Articolo:
☆ ☆ ☆ ☆ ☆

1. L’Agenzia delle Entrate ricorrente lamenta, con il primo motivo, la nullità della sentenza, ex art. 360 c.p.c., n. 4, per sua motivazione apparente, in violazione del D.Lgs. n. 546 del 1992, art. 36 non essendo evincibili dalla decisione impugnata gli elementi critici sui quali è stata fondata l’affermata carenza di motivazione dell’atto di accertamento catastale. Con il secondo motivo, la stessa ricorrente deduce poi un vizio di violazione, ex art. 360 c.p.c., n. 3, del D.L. n. 16 del 1993 e del D.M. n. 701 del 1994, lamentando che l’obbligo di motivazione dell’avviso di classamento dell’immobile deve ritenersi soddisfatto con la semplice indicazione dei “dati oggettivi acclarati e della classe attribuita all’immobile”, con conseguente erroneità del decisum.

2. Preliminarmente, è anzitutto infondata l’eccezione, sollevata dal controricorrente, di inammissibilità del ricorso per cassazione, notificato, tempestivamente, con atto spedito in data 23/03/2015, ex art. 327 c.p.c., al contribuente, di professione avvocato, presso la residenza personale, coincidente con il domicilio eletto in appello dal medesimo, difeso da se stesso.

Invero, il controricorrente deduce di avere successivamente nominato oralmente, secondo quanto previsto dal D.Lgs. n. 546 del 1992, art. 12, comma 3 durante il giudizio di secondo grado, all’udienza del 23/10/2014 (come da verbale redatto ed allegato), quale “difensore”, l’Avv.to “Romano” e lamenta che al suddetto difensore non sia stato notificato il presente ricorso per cassazione.

Tuttavia, il nuovo mandato all’Avv.to Romano non risulta accompagnato nè da inequivoca revoca della precedente nomina di se stesso a difensore (cosicchè lo stesso deve ritenersi rilasciato al suddetto avvocato, non in sostituzione, ma ad integrazione della personale difesa, quale, in sostanza, “co-difensore”, cfr. Cass. 9260/2005; Cass. 16709/2007) nè da una variazione del domicilio eletto originariamente (il contribuente si era costituito in appello spendendo la propria difesa personale quale avvocato ed indicando come domicilio la propria residenza in Catania Via Etnea 508), ai sensi delD.Lgs. n. 546 del 1992, art. 17 (cfr. Cass. 19324/2011;

Cass. 14586/2014).

3. La prima censura del ricorso è infondata.

La giurisprudenza di questo giudice di legittimità ha affermato che si ha motivazione omessa o apparente quando il giudice di merito omette di indicare, nel contenuto della sentenza, gli elementi da cui ha desunto il proprio convincimento ovvero, pur individuando questi elementi, non procede ad una loro disamina logico-giuridica, tale da lasciar trasparire il percorso argomentativo seguito (v. Cass. n. 16736/2007). Ciò non ricorre nel caso in esame, laddove la C.T.R., sia pure in maniera sintetica, ha ritenuto che l’accertamento catastale dovesse essere annullato per su carenza motivazionale, non contenendo alcun riferimento specifico all’immobile, al suo stato, alla sua ubicazione, al raffronto con locali similari/diversi”.

☆ ☆ ☆ ☆ ☆

Dettagli del quesito: Puoi ricopiare dall'articolo il passo che comincia con "1. L’Agenzia delle" e prosegue fino a "erroneità del decisum."?

☆ ☆ ☆ ☆ ☆

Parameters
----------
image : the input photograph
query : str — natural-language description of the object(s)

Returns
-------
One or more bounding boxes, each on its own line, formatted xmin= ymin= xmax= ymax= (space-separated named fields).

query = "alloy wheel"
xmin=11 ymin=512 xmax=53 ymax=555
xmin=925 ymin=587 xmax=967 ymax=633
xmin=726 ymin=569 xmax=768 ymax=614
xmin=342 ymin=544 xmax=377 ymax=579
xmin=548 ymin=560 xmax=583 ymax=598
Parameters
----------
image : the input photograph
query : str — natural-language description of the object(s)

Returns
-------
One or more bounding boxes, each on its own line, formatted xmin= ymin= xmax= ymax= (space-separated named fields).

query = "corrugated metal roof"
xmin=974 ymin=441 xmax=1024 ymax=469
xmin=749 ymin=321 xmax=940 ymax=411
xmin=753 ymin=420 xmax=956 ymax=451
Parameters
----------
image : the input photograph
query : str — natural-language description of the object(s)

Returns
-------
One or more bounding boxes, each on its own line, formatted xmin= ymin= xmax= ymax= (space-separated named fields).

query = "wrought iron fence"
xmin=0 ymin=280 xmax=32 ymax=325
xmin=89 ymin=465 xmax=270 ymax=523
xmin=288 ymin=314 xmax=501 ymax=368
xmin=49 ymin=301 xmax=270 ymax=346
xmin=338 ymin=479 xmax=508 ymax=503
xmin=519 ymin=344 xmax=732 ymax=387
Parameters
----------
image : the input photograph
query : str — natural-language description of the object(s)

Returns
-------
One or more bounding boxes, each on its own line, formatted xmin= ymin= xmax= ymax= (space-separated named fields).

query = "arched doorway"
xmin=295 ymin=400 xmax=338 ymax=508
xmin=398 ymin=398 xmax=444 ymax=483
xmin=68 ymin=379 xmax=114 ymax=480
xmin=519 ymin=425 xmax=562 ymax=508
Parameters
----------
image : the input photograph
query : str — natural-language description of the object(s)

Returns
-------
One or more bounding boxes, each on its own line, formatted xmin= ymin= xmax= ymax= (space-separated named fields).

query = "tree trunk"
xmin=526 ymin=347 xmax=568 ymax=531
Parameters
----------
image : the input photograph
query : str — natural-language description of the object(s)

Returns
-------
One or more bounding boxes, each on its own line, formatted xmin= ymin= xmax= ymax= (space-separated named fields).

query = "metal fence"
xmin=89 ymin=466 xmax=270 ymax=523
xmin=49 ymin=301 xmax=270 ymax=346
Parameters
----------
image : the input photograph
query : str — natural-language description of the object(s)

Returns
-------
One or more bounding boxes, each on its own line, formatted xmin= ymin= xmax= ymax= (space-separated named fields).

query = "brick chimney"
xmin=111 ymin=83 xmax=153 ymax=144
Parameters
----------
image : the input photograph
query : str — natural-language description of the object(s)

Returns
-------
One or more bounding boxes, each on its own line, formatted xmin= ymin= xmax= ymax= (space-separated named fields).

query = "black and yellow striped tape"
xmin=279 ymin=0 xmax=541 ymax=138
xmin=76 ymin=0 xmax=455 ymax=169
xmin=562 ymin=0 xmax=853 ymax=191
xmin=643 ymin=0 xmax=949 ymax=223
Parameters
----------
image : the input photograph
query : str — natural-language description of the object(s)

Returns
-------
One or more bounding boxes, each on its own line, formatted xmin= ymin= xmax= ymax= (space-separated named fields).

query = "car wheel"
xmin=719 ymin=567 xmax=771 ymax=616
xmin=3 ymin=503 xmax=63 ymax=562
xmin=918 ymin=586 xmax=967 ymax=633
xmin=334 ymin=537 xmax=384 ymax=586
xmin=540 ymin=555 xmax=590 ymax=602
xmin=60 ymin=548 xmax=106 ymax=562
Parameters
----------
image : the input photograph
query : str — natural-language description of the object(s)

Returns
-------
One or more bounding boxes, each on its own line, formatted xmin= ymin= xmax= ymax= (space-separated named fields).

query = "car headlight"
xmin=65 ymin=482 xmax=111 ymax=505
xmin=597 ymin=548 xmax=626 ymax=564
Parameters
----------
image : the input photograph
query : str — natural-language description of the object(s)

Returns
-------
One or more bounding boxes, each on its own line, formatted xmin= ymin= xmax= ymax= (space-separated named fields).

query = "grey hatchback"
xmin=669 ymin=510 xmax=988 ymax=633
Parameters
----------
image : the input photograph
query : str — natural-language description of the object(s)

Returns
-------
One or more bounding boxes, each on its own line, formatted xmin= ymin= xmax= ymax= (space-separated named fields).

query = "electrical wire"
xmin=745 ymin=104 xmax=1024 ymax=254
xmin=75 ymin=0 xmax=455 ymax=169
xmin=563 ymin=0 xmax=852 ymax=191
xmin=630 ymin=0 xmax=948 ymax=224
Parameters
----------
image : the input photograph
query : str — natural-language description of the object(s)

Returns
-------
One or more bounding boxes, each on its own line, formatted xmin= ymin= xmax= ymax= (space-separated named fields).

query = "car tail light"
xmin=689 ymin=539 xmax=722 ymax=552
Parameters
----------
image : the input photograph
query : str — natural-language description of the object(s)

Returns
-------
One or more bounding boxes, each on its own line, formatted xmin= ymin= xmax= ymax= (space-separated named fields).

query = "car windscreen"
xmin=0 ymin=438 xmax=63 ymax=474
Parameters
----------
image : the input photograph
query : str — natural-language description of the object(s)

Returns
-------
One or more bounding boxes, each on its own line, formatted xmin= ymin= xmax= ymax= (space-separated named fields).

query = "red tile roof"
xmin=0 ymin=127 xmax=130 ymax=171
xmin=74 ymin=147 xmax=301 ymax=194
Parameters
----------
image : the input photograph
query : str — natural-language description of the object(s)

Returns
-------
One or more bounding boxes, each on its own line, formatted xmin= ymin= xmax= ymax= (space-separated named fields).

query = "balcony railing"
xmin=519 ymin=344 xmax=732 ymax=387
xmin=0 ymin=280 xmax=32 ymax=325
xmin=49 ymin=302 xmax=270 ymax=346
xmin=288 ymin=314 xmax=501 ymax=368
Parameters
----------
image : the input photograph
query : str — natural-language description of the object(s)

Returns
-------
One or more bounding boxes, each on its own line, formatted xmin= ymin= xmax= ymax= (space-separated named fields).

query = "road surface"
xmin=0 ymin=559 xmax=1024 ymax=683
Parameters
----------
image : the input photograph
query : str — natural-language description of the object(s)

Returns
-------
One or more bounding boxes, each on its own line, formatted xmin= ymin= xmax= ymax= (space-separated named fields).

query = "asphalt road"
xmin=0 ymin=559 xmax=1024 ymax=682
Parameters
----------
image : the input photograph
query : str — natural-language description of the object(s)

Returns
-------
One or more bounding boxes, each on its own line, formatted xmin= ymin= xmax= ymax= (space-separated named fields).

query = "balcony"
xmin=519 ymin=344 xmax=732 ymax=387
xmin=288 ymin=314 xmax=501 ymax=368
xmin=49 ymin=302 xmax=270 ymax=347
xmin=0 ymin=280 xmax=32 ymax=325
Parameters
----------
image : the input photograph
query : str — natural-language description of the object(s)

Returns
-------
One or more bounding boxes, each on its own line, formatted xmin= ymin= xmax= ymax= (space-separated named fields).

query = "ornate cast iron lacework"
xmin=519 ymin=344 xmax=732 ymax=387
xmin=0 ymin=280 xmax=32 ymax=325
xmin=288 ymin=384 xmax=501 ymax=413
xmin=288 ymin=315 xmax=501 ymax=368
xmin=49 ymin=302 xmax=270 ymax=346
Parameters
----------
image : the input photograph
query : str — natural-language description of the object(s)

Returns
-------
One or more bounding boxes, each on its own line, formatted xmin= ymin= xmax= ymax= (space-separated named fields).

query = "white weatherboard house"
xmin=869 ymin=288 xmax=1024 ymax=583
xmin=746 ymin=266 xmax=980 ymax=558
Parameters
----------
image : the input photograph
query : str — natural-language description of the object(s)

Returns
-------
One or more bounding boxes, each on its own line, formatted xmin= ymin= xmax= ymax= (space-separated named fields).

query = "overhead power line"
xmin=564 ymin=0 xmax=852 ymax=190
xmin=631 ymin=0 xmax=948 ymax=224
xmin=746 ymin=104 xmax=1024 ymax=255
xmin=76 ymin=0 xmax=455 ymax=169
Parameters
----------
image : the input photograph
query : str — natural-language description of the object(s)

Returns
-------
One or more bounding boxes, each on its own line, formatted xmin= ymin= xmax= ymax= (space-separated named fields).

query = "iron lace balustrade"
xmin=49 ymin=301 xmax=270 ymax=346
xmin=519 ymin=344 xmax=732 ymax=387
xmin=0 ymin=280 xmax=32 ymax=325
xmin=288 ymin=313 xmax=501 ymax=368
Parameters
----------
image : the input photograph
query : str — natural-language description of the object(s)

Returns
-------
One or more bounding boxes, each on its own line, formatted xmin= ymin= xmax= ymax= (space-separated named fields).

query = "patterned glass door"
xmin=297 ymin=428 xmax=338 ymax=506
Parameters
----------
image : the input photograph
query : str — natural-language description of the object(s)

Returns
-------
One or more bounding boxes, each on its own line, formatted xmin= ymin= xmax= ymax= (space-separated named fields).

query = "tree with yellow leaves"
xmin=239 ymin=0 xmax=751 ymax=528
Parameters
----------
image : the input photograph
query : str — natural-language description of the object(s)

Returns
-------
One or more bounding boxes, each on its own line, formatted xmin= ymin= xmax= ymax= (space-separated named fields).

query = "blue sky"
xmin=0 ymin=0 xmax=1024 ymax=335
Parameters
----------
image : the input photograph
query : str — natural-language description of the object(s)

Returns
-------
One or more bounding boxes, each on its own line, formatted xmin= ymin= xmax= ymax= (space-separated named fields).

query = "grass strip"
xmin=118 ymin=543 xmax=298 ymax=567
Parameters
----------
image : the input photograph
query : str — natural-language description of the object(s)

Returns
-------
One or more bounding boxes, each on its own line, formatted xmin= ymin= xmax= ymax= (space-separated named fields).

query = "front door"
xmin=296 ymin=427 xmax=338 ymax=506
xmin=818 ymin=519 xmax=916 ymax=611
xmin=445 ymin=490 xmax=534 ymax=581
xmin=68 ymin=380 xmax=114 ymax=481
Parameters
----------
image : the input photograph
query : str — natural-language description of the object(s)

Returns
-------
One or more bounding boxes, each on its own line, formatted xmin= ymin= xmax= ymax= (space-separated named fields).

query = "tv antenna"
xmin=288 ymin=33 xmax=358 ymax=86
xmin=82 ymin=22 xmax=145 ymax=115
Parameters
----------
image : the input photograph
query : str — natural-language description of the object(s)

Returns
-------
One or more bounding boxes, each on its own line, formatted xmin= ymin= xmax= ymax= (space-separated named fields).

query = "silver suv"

☆ ☆ ☆ ☆ ☆

Risultato del compito:
1. L’Agenzia delle Entrate ricorrente lamenta, con il primo motivo, la nullità della sentenza, ex art. 360 c.p.c., n. 4, per sua motivazione apparente, in violazione del D.Lgs. n. 546 del 1992, art. 36 non essendo evincibili dalla decisione impugnata gli elementi critici sui quali è stata fondata l’affermata carenza di motivazione dell’atto di accertamento catastale. Con il secondo motivo, la stessa ricorrente deduce poi un vizio di violazione, ex art. 360 c.p.c., n. 3, del D.L. n. 16 del 1993 e del D.M. n. 701 del 1994, lamentando che l’obbligo di motivazione dell’avviso di classamento dell’immobile deve ritenersi soddisfatto con la semplice indicazione dei “dati oggettivi acclarati e della classe attribuita all’immobile”, con conseguente erroneità del decisum.